## Task statement
Pick out every line in the entries below that contains the string "pomegranate", and copy each one.

## Data supplied
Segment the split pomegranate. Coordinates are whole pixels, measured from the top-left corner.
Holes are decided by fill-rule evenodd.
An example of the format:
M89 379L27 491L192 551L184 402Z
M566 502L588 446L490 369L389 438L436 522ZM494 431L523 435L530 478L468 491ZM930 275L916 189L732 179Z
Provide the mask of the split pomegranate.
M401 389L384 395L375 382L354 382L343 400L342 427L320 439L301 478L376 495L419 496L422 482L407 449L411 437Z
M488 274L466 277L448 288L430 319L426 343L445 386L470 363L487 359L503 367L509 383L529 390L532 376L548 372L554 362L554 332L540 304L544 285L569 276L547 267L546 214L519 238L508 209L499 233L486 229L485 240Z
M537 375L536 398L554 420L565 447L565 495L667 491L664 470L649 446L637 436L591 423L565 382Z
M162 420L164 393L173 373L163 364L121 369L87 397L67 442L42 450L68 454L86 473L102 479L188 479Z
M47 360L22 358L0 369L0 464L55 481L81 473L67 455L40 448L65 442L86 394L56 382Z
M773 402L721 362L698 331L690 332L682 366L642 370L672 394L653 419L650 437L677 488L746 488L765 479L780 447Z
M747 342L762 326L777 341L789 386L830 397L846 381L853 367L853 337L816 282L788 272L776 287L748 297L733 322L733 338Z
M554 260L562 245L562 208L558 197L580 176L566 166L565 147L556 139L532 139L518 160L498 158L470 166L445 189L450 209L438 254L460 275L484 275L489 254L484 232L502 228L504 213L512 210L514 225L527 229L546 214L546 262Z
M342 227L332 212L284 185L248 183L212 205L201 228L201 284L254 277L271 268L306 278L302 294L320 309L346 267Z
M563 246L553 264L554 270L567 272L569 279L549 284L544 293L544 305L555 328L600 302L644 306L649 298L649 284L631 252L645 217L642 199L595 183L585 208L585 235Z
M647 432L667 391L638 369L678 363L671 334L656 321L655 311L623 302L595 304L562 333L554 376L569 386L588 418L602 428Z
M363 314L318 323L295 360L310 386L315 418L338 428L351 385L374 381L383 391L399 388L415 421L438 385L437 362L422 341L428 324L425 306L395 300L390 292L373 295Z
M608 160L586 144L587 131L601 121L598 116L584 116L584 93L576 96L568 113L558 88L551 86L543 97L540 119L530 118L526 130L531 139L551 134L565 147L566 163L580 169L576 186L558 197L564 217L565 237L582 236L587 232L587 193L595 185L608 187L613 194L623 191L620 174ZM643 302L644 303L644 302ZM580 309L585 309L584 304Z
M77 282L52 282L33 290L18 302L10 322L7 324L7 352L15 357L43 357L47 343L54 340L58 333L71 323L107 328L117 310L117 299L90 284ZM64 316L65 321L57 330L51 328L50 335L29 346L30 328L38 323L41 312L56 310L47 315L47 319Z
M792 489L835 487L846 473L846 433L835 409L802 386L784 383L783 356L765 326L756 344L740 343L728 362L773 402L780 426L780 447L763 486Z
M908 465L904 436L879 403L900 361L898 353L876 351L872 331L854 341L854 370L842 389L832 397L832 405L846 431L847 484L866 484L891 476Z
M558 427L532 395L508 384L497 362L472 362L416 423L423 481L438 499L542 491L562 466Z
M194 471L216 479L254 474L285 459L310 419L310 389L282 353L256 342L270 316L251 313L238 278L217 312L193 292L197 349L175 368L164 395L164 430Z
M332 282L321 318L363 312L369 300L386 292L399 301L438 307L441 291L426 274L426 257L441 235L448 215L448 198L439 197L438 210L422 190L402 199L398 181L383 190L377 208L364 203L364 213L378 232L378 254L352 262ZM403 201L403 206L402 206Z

## Answer to the problem
Segment the split pomegranate. Coordinates are whole pixels, measured from the top-left corner.
Provide the mask of the split pomegranate.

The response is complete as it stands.